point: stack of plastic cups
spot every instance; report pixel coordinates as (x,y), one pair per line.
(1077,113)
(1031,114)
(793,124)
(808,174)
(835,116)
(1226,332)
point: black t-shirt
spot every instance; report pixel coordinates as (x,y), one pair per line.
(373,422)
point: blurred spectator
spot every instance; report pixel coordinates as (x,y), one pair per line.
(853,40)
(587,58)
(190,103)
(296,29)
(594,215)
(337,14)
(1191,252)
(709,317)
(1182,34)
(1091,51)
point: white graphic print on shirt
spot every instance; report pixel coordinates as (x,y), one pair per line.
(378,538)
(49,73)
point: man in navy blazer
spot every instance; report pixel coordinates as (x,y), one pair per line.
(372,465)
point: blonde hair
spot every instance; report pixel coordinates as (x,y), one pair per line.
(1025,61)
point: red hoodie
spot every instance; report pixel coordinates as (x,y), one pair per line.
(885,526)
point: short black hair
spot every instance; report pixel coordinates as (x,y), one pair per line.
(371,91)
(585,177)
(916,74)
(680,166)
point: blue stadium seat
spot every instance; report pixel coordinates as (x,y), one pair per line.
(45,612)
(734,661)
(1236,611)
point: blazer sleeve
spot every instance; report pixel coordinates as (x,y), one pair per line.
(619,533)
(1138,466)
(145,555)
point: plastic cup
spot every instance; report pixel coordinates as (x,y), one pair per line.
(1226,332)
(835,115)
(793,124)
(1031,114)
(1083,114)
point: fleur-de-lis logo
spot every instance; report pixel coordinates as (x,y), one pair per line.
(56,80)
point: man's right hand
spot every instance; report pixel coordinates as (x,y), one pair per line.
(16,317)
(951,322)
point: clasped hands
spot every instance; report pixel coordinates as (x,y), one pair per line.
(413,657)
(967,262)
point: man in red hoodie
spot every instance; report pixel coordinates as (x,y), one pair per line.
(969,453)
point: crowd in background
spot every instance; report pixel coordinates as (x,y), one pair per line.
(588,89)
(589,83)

══════════════════════════════

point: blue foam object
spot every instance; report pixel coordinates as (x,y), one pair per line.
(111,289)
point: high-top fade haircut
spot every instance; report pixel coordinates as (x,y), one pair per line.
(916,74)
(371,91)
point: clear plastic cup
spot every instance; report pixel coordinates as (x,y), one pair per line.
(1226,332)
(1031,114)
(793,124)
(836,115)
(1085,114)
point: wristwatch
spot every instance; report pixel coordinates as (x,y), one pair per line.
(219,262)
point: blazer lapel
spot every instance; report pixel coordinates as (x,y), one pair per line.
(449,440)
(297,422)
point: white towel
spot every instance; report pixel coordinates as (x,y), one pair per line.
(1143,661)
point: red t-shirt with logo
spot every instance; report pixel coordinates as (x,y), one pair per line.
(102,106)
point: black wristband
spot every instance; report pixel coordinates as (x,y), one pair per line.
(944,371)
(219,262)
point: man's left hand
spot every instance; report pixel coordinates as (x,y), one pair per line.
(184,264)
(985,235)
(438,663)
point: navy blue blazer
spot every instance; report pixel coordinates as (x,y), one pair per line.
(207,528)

══════════════════════════════

**Activity:**
Say how many lines in the records hold "white", with the number as the whole reply.

**Result:**
2